===== DOCUMENT EXCERPT =====

Monday, February 1, 2010

The Lovely Bones



The Lovely Bones

Author
Alice Sebold

Title
The novel's title stems from a line toward the end of the novel, in which Susie ponders her friends' and family's newfound strength after her death:



"These were the lovely bones that had grown around my absence: the connections —
sometimes tenuous, sometimes made at great cost, but often magnificent — that
happened after I was gone. And I began to see things in a way that let me hold
the world without me in it. The events my death brought were merely the bones of
a body that would become whole at some unpredictable time in the future. The
price of what I came to see as this miraculous lifeless body had been my life."

===== DATASET RECORDS =====

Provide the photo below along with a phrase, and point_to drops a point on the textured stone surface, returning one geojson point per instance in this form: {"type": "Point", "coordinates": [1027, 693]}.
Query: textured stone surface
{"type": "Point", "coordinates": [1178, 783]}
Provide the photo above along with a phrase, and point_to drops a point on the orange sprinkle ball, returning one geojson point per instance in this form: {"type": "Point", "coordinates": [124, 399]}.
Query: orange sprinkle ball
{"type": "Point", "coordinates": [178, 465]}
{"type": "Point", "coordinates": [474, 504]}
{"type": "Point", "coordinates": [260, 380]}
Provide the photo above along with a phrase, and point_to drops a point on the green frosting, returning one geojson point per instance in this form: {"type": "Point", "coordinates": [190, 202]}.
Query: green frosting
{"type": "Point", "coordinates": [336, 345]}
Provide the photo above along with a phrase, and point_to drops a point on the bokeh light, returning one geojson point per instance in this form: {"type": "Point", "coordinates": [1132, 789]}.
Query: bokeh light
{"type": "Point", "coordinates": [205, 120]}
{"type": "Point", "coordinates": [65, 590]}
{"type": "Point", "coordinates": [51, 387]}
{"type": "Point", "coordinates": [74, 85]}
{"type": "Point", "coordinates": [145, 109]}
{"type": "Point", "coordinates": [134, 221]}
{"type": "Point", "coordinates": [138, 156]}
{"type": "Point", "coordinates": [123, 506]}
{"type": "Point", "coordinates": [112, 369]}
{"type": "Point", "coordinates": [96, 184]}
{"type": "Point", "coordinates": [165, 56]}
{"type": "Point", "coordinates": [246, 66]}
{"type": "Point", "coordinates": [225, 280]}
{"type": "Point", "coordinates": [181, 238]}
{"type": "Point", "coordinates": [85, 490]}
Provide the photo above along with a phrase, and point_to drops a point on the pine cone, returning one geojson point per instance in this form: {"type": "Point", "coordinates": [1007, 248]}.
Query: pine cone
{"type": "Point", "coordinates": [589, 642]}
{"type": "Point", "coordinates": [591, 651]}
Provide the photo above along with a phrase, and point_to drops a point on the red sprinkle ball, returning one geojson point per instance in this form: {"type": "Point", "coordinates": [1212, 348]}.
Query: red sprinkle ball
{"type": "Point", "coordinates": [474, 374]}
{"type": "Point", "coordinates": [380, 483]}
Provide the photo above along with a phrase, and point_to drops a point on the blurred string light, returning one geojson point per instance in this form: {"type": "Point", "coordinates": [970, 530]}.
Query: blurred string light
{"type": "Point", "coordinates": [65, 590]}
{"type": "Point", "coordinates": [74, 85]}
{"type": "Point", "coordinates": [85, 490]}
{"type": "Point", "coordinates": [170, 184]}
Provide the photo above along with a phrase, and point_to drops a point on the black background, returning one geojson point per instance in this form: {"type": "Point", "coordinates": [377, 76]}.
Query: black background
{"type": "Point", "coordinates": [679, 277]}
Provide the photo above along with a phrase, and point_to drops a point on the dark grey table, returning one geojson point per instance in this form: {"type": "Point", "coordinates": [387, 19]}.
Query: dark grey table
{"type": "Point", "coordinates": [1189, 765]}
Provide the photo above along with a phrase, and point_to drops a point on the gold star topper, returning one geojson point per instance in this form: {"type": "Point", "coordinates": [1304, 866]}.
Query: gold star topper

=====

## STATED EXERCISE
Translate this sentence from the passage on the novel The Lovely Bones into Spanish: "And I began to see things in a way that let me hold the world without me in it."

## ANSWER FOR THIS EXERCISE
Y empecé a ver las cosas de una manera que me permitía sostener el mundo sin mí en él.